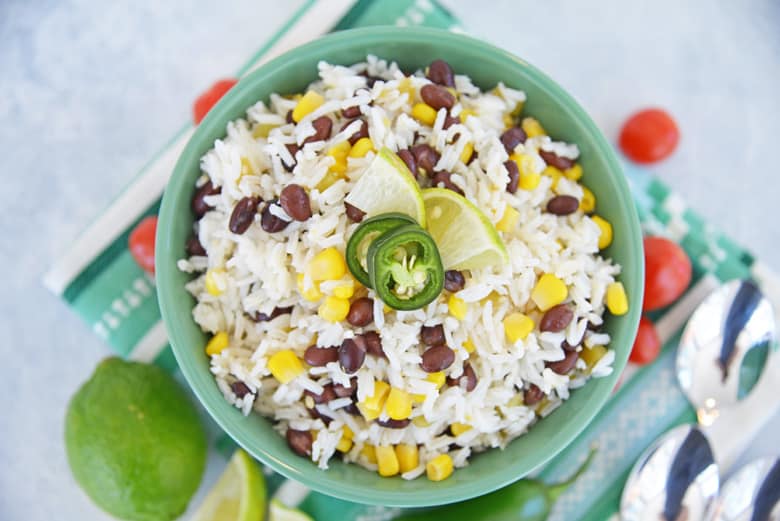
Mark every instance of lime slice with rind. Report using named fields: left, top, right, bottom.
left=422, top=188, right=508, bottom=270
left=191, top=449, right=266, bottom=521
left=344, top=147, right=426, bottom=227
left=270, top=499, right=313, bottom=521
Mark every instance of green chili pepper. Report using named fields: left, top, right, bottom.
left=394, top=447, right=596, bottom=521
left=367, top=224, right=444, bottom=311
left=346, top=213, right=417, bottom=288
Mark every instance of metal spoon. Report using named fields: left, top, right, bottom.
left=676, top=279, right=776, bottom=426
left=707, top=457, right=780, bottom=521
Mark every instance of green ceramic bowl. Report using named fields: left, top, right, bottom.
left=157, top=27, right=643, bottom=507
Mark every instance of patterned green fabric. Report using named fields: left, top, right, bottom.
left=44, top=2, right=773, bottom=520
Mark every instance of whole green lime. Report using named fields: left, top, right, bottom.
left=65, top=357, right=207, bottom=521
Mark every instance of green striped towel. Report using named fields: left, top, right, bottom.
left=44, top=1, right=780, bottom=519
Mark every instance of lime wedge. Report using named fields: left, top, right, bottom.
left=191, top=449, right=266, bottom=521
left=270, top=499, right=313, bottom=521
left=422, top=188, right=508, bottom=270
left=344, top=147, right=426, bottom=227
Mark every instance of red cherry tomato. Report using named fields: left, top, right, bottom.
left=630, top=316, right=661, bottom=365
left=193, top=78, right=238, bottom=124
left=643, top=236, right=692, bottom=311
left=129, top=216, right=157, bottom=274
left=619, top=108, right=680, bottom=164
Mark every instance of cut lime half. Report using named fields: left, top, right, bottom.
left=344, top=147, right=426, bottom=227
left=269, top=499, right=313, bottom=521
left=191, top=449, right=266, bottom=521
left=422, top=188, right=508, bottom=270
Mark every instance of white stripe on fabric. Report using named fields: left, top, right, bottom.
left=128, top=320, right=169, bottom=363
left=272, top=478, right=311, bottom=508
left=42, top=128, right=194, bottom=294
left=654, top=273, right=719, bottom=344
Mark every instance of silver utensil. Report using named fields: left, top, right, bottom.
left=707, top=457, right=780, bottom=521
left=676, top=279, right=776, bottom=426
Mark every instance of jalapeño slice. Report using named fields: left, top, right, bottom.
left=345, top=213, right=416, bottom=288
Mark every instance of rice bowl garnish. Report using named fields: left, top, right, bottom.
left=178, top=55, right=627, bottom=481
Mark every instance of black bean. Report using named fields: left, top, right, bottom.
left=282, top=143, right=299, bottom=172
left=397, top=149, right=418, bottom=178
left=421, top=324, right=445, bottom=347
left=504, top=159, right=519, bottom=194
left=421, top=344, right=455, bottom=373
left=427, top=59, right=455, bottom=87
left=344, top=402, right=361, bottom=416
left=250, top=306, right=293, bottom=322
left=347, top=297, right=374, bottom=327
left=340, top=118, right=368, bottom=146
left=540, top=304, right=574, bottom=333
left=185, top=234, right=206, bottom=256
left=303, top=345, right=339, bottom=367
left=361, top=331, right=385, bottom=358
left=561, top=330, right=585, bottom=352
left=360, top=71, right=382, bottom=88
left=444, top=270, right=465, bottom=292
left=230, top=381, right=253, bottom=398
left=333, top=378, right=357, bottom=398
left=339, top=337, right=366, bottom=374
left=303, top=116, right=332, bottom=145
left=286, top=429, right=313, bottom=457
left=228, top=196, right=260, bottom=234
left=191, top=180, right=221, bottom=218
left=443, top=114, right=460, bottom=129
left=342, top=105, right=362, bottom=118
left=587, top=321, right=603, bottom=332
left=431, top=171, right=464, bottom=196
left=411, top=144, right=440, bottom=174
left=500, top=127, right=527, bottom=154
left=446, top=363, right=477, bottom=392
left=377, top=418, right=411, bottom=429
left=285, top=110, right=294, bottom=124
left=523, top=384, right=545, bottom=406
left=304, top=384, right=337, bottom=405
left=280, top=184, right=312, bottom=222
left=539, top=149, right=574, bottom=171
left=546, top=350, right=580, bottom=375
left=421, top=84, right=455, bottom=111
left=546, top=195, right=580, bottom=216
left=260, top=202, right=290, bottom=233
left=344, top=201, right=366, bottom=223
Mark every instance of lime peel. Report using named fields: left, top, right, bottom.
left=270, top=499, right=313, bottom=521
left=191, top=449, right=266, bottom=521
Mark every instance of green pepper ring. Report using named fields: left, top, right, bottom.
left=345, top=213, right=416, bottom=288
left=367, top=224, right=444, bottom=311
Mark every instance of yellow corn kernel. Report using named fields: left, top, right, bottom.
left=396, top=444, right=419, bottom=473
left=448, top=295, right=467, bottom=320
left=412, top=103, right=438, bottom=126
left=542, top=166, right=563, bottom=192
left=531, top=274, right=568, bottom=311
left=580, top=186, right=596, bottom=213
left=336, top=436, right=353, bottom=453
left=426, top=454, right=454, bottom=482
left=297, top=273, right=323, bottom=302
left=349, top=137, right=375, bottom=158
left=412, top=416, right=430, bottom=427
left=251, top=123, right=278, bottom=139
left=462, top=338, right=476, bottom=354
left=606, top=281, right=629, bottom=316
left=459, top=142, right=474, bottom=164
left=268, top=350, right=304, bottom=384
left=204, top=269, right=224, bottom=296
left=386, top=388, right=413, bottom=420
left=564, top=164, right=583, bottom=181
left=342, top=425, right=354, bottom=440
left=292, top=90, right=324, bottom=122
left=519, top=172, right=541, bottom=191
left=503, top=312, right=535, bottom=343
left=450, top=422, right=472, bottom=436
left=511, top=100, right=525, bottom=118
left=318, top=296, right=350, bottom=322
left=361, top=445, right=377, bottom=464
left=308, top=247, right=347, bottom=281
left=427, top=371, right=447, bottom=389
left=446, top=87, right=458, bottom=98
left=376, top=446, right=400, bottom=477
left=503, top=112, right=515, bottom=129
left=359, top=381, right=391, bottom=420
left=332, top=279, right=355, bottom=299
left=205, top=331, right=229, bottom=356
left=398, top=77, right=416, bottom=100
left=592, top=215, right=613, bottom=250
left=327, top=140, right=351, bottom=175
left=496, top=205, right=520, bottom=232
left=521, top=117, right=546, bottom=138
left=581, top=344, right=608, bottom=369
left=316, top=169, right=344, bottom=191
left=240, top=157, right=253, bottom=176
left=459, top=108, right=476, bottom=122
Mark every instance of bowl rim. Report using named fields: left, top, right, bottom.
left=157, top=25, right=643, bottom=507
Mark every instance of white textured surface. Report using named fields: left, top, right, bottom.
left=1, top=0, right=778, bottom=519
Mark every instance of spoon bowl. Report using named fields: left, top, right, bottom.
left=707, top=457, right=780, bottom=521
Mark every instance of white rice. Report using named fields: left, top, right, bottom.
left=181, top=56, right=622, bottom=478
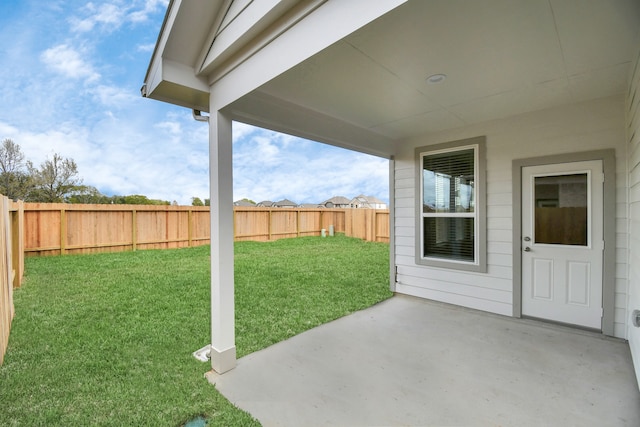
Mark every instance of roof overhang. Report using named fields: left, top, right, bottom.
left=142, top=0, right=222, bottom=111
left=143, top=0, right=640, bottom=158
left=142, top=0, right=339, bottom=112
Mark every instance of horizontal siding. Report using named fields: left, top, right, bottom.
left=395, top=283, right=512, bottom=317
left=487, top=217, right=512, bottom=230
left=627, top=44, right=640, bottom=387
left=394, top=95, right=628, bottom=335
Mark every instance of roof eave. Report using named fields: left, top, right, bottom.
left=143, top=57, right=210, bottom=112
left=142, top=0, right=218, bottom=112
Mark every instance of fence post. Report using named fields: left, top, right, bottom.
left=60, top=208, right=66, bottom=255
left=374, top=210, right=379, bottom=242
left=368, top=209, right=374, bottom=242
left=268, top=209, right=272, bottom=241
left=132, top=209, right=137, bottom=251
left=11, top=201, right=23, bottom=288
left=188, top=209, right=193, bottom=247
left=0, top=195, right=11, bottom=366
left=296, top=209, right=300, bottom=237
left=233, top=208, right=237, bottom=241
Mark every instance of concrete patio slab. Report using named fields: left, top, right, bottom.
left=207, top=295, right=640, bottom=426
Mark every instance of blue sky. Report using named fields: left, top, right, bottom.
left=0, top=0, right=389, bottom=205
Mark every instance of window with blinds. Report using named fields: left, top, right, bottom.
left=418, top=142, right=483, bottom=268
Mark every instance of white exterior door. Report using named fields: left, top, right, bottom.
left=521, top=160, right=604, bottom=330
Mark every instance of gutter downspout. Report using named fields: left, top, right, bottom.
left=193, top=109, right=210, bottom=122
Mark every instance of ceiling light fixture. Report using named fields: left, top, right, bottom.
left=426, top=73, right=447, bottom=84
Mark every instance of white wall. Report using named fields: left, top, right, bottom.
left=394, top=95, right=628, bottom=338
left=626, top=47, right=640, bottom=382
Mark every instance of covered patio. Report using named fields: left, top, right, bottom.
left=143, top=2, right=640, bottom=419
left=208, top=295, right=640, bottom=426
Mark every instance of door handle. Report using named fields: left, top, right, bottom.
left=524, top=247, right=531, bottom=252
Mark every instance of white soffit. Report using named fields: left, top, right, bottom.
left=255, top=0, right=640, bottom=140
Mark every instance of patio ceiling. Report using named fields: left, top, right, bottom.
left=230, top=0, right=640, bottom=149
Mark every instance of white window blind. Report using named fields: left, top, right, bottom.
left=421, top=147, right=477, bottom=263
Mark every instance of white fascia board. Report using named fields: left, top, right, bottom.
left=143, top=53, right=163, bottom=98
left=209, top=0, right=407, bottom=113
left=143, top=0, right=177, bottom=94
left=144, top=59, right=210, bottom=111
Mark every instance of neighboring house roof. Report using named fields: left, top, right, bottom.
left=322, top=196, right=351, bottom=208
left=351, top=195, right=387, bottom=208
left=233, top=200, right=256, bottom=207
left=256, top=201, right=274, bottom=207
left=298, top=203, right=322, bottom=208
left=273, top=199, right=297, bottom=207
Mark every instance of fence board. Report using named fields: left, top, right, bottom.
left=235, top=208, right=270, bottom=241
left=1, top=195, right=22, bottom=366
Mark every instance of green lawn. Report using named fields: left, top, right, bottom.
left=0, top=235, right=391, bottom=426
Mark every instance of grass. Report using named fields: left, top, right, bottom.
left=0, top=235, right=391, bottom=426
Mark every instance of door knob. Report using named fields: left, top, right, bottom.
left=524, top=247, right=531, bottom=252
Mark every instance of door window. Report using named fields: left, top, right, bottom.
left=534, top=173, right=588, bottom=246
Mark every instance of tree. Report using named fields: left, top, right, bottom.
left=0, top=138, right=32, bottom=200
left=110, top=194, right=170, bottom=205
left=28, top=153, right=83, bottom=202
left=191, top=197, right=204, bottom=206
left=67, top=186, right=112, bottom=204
---
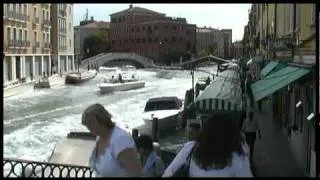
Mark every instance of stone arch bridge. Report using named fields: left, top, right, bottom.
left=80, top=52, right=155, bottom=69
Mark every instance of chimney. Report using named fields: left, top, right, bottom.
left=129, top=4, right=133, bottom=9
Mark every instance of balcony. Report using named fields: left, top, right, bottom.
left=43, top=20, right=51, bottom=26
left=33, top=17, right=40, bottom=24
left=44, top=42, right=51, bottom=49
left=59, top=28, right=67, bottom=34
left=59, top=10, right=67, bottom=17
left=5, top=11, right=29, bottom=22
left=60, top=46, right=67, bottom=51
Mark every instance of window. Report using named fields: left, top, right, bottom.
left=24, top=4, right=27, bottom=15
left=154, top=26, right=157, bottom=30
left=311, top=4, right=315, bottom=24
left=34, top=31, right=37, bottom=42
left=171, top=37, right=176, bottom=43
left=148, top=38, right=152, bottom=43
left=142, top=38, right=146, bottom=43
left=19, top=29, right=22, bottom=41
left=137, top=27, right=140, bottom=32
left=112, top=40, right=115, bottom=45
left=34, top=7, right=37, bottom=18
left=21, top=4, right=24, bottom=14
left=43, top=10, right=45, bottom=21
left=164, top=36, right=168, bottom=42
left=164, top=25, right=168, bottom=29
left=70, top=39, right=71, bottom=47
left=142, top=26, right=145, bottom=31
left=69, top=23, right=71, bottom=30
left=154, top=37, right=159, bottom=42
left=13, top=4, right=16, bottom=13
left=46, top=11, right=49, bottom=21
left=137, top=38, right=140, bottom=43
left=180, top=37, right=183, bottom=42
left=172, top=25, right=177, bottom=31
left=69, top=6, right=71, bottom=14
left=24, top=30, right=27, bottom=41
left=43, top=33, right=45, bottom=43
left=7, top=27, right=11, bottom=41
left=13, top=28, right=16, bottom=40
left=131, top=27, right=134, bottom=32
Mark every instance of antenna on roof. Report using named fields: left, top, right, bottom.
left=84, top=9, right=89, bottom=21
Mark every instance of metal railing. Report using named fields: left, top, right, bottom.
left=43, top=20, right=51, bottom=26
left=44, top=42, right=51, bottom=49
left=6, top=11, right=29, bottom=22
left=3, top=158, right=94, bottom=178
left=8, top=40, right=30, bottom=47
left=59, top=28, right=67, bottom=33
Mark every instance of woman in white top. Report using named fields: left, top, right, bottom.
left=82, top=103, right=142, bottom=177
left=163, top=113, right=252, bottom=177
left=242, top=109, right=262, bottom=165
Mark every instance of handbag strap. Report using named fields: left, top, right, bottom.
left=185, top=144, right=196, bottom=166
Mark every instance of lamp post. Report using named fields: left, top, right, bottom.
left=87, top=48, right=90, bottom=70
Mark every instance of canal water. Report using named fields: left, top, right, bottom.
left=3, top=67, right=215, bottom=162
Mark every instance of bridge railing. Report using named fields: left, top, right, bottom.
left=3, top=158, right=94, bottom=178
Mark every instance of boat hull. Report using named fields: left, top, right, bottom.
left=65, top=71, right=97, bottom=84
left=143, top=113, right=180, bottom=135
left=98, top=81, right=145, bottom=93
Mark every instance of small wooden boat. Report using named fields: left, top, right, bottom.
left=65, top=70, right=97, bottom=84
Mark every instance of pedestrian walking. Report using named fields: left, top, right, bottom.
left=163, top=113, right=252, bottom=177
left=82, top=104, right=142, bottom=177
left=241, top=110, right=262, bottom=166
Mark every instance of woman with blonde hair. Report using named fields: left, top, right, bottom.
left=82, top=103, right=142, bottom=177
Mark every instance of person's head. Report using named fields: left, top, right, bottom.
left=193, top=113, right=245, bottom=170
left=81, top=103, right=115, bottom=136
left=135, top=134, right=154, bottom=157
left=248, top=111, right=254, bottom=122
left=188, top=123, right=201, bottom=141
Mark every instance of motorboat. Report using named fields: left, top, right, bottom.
--
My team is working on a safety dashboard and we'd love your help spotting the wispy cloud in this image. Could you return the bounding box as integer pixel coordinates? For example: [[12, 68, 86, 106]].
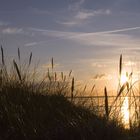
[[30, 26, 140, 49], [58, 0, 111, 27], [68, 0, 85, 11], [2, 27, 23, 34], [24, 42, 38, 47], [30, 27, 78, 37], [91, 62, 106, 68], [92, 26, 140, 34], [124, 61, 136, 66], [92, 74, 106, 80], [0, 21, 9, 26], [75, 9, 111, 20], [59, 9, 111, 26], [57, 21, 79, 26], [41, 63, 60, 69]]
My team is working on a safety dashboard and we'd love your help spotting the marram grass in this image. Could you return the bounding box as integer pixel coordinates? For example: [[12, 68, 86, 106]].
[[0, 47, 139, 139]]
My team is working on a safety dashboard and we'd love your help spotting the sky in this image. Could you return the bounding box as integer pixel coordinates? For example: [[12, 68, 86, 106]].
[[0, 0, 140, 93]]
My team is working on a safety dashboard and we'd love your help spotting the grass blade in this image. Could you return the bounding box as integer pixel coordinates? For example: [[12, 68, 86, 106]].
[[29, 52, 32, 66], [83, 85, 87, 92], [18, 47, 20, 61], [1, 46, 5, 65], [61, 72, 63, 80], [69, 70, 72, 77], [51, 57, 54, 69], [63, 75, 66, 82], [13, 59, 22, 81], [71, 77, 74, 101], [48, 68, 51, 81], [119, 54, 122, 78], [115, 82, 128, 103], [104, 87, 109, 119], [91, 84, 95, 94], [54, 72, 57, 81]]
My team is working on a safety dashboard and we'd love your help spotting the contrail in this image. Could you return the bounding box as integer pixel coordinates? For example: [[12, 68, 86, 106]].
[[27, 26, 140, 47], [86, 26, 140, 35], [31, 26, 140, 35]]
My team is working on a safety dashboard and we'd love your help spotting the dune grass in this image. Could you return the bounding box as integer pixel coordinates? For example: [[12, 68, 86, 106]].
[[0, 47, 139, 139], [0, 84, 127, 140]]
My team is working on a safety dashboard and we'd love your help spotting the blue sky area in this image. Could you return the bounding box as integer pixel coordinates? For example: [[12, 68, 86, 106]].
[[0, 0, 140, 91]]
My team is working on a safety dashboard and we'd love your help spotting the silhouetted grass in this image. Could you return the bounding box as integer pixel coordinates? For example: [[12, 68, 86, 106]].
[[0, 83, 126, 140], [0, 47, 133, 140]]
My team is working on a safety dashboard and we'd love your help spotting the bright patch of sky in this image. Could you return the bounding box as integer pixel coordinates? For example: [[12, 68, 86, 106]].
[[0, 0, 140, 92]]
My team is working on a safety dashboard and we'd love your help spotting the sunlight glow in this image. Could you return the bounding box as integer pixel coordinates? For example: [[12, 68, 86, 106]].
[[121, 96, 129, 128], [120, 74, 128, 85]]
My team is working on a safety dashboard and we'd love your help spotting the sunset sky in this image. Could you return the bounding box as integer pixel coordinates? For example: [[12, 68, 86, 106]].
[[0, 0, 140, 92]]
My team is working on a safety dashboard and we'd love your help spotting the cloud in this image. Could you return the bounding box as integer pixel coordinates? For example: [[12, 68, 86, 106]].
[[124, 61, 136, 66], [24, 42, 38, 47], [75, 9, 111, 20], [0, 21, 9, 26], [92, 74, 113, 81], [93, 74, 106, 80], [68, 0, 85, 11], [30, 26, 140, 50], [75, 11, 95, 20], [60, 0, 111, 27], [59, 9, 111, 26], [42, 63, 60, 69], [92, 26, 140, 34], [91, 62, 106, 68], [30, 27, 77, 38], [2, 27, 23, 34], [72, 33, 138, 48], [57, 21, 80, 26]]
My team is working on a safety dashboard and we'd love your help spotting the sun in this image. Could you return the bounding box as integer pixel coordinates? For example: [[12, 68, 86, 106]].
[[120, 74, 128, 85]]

> _Exercise_
The response must hold only the lines above from the line with "Mark every instance of pedestrian" through the line with "Mark every instance of motorboat.", each copied exactly, both ends kept.

> _Written response_
Mark every instance of pedestrian walking. Report using named fields: left, top, right, bottom.
left=163, top=113, right=252, bottom=177
left=82, top=104, right=142, bottom=177
left=241, top=110, right=262, bottom=166
Mark every instance of woman with blonde hair. Report using named fields: left, top, right, bottom.
left=82, top=103, right=142, bottom=177
Mark every instance of person's head. Report using named fields: left, top, right, bottom.
left=193, top=113, right=245, bottom=170
left=81, top=103, right=115, bottom=136
left=135, top=134, right=154, bottom=157
left=248, top=111, right=254, bottom=122
left=188, top=123, right=201, bottom=141
Mark every instance of motorboat. Report using named fields: left, top, right, bottom.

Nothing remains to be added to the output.